### TASK PROMPT
Your task is to restate every entry below word for word and omit the images.

[Region pointing data]
■ ■ ■ ■
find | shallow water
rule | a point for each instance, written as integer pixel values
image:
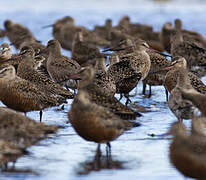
(135, 155)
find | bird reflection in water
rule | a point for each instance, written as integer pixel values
(99, 162)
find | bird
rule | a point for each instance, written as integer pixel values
(19, 34)
(28, 70)
(94, 122)
(5, 52)
(132, 68)
(60, 67)
(156, 75)
(187, 152)
(175, 68)
(22, 95)
(89, 83)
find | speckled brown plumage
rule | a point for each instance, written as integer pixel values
(94, 122)
(132, 68)
(18, 33)
(171, 80)
(60, 67)
(21, 95)
(104, 99)
(27, 70)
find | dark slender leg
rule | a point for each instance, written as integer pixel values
(167, 95)
(98, 153)
(40, 115)
(128, 100)
(150, 91)
(108, 149)
(144, 86)
(97, 159)
(62, 108)
(120, 96)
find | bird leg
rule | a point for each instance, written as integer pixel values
(167, 95)
(120, 96)
(150, 91)
(144, 86)
(128, 100)
(40, 113)
(108, 149)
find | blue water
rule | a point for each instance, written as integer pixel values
(67, 156)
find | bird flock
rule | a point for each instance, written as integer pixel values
(40, 77)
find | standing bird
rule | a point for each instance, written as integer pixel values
(5, 52)
(27, 70)
(19, 34)
(21, 95)
(94, 122)
(175, 69)
(90, 84)
(132, 68)
(60, 67)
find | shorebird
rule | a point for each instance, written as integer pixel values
(168, 30)
(9, 152)
(104, 31)
(27, 70)
(182, 108)
(165, 34)
(94, 122)
(175, 68)
(102, 80)
(156, 75)
(187, 152)
(21, 95)
(18, 34)
(5, 52)
(132, 68)
(60, 67)
(90, 85)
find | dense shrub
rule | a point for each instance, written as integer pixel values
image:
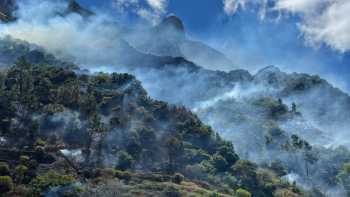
(39, 152)
(19, 172)
(119, 174)
(40, 142)
(51, 179)
(124, 160)
(127, 175)
(4, 169)
(108, 173)
(178, 178)
(25, 160)
(214, 194)
(157, 178)
(172, 191)
(242, 193)
(98, 172)
(5, 183)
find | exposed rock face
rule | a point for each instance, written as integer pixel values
(172, 24)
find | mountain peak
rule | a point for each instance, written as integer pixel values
(172, 24)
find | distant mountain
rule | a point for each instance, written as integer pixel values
(6, 8)
(169, 39)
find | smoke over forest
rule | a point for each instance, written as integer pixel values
(89, 100)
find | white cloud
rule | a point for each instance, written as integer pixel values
(231, 6)
(157, 8)
(322, 21)
(119, 5)
(158, 4)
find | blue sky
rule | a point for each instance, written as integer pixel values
(283, 33)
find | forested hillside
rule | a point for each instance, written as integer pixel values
(109, 110)
(97, 127)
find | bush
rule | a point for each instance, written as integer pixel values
(214, 194)
(19, 191)
(243, 193)
(108, 173)
(5, 183)
(19, 172)
(51, 179)
(178, 178)
(119, 174)
(39, 152)
(127, 175)
(124, 160)
(172, 191)
(40, 142)
(4, 169)
(34, 128)
(157, 178)
(98, 172)
(25, 160)
(54, 137)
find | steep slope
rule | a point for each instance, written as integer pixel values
(73, 127)
(168, 38)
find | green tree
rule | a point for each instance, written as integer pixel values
(87, 106)
(173, 147)
(5, 183)
(4, 169)
(178, 178)
(34, 128)
(19, 173)
(172, 191)
(276, 166)
(229, 154)
(294, 107)
(219, 162)
(308, 157)
(124, 160)
(243, 193)
(51, 179)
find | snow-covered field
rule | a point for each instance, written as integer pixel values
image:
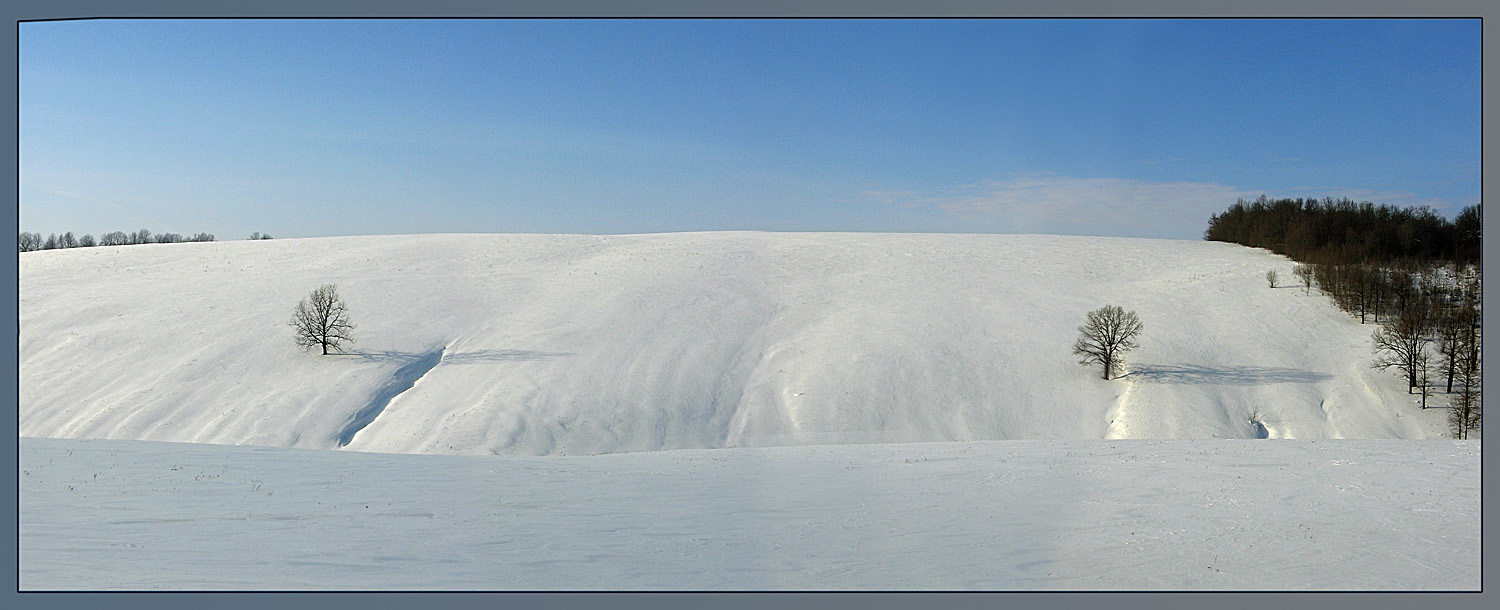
(717, 411)
(585, 345)
(977, 516)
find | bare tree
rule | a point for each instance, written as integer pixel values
(1466, 411)
(1305, 275)
(1400, 343)
(321, 319)
(1110, 331)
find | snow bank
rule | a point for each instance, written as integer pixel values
(587, 345)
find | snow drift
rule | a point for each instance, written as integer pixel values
(585, 345)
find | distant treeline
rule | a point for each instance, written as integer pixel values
(35, 242)
(1347, 231)
(1406, 269)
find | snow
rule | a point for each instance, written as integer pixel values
(590, 345)
(975, 516)
(732, 411)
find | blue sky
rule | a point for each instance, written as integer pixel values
(1134, 128)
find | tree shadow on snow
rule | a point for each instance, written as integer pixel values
(1232, 375)
(476, 357)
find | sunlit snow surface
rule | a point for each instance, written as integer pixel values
(585, 345)
(1010, 514)
(717, 411)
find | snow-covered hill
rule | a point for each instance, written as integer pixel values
(585, 345)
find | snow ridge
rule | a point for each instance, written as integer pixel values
(618, 343)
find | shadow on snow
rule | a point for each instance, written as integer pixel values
(1230, 375)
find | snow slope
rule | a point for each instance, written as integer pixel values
(978, 516)
(587, 345)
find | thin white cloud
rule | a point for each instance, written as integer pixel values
(1076, 206)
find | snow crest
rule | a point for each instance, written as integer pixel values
(588, 345)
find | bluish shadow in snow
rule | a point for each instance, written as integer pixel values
(482, 355)
(404, 379)
(1233, 375)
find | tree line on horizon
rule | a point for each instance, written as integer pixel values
(1349, 231)
(32, 242)
(1409, 270)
■ ■ ■ ■
### SOLUTION
find | shallow water
rule | a point for each instance, written as integer pixel values
image:
(135, 155)
find | bird reflection in water
rule | a point for each instance, written as integer pixel values
(99, 162)
find | bird
rule | a point for each instance, written as integer pixel values
(19, 34)
(28, 70)
(94, 122)
(5, 52)
(132, 68)
(60, 67)
(156, 75)
(187, 152)
(175, 68)
(22, 95)
(89, 83)
find | speckled brown plumage
rule | a point for each instance, written as integer pixel values
(94, 122)
(132, 68)
(18, 33)
(171, 80)
(60, 67)
(21, 95)
(104, 99)
(27, 70)
find | dark slender leg
rule | a point for each instance, written as integer pixel values
(167, 95)
(98, 153)
(40, 115)
(128, 100)
(150, 91)
(108, 149)
(144, 86)
(97, 159)
(62, 108)
(120, 96)
find | bird leg
rule | a point for each instance, written as integer pixel values
(167, 95)
(120, 96)
(150, 91)
(144, 86)
(128, 100)
(40, 113)
(108, 149)
find | blue water
rule | a point for each instance, written as integer pixel values
(67, 156)
find | bird flock
rule | a point for each instance, written as integer pixel values
(40, 77)
find | standing bird
rule | a point for each instance, written as integer pixel values
(5, 52)
(27, 70)
(19, 34)
(21, 95)
(94, 122)
(175, 69)
(90, 84)
(132, 68)
(60, 67)
find | shorebird
rule | a point for each instance, written as integer pixel values
(168, 30)
(9, 152)
(104, 31)
(27, 70)
(182, 108)
(165, 34)
(94, 122)
(175, 68)
(102, 80)
(156, 75)
(187, 152)
(21, 95)
(18, 34)
(5, 52)
(132, 68)
(60, 67)
(90, 85)
find | dense shrub
rule | a point for each instance, written as integer pixel values
image:
(39, 152)
(19, 172)
(119, 174)
(40, 142)
(51, 179)
(124, 160)
(127, 175)
(4, 169)
(108, 173)
(178, 178)
(25, 160)
(214, 194)
(157, 178)
(172, 191)
(242, 193)
(98, 172)
(5, 183)
find | exposed rock face
rule | a point for each instance, written as integer pixel values
(172, 24)
find | mountain peak
rule | a point for each instance, written as integer pixel values
(172, 24)
find | distant mountain
rule | a point for each instance, written as integer pixel values
(6, 8)
(169, 39)
find | smoke over forest
rule | a point for each instance, written as integer pixel values
(89, 100)
find | white cloud
rule | a point for each instance, written as integer pixel values
(231, 6)
(157, 8)
(322, 21)
(119, 5)
(158, 4)
find | blue sky
rule | a point for each instance, written as integer pixel values
(283, 33)
find | forested hillside
rule | a point for each instance, written as integer pixel values
(109, 110)
(97, 127)
find | bush
rule | a point for each instance, written as integer pixel values
(214, 194)
(19, 191)
(243, 193)
(108, 173)
(5, 183)
(19, 172)
(51, 179)
(178, 178)
(119, 174)
(39, 152)
(127, 175)
(124, 160)
(172, 191)
(40, 142)
(4, 169)
(34, 128)
(157, 178)
(98, 172)
(25, 160)
(54, 137)
find | steep slope
rule | a point for each instance, written as integer pixel values
(73, 127)
(168, 38)
find | green tree
rule | a point for each instance, written as integer pixel values
(87, 106)
(173, 147)
(5, 183)
(4, 169)
(178, 178)
(34, 128)
(19, 173)
(172, 191)
(276, 166)
(229, 154)
(294, 107)
(219, 162)
(308, 157)
(124, 160)
(243, 193)
(51, 179)
find | snow-covered field
rule | a point for each instance, written as integer pixel values
image:
(717, 411)
(585, 345)
(977, 516)
find | bare tree
rule | a point for each instance, written as integer pixel values
(1466, 411)
(1305, 275)
(1400, 343)
(321, 319)
(1110, 331)
find | snow bank
rule | a point for each instance, written as integer pixel values
(587, 345)
find | snow drift
rule | a point for each instance, written as integer pixel values
(585, 345)
find | distant treeline
rule | a point for each instance, written as integer pixel values
(35, 242)
(1347, 231)
(1406, 269)
find | snow
rule | a point for each instance, written as integer pixel values
(590, 345)
(975, 516)
(732, 411)
find | blue sky
rule | a point for each instance, written as integer pixel values
(1134, 128)
find | tree shadow on snow
rule | a point for each instance, written as integer pixel values
(1232, 375)
(476, 357)
find | sunlit snow surface
rule | a point for each instance, written as integer pixel values
(585, 345)
(1010, 514)
(717, 411)
find | snow-covered hill
rule | a point for each instance, written as integer pixel values
(585, 345)
find | snow ridge
rule | a point for each instance, written as integer pixel values
(618, 343)
find | shadow on snow
rule | a point for each instance, written as integer pixel values
(1230, 375)
find | snow slope
rule | a point for each instance, written as integer pixel values
(978, 516)
(587, 345)
find | thin white cloud
rule | a point for each instance, written as integer pixel values
(1076, 206)
find | snow crest
rule | a point for each instance, written as integer pixel values
(588, 345)
find | bluish shadow in snow
rule | a point for each instance, written as integer pixel values
(482, 355)
(404, 379)
(1233, 375)
find | tree line on horizon
rule | a point for each instance, written as integer pixel values
(1349, 231)
(32, 242)
(1409, 270)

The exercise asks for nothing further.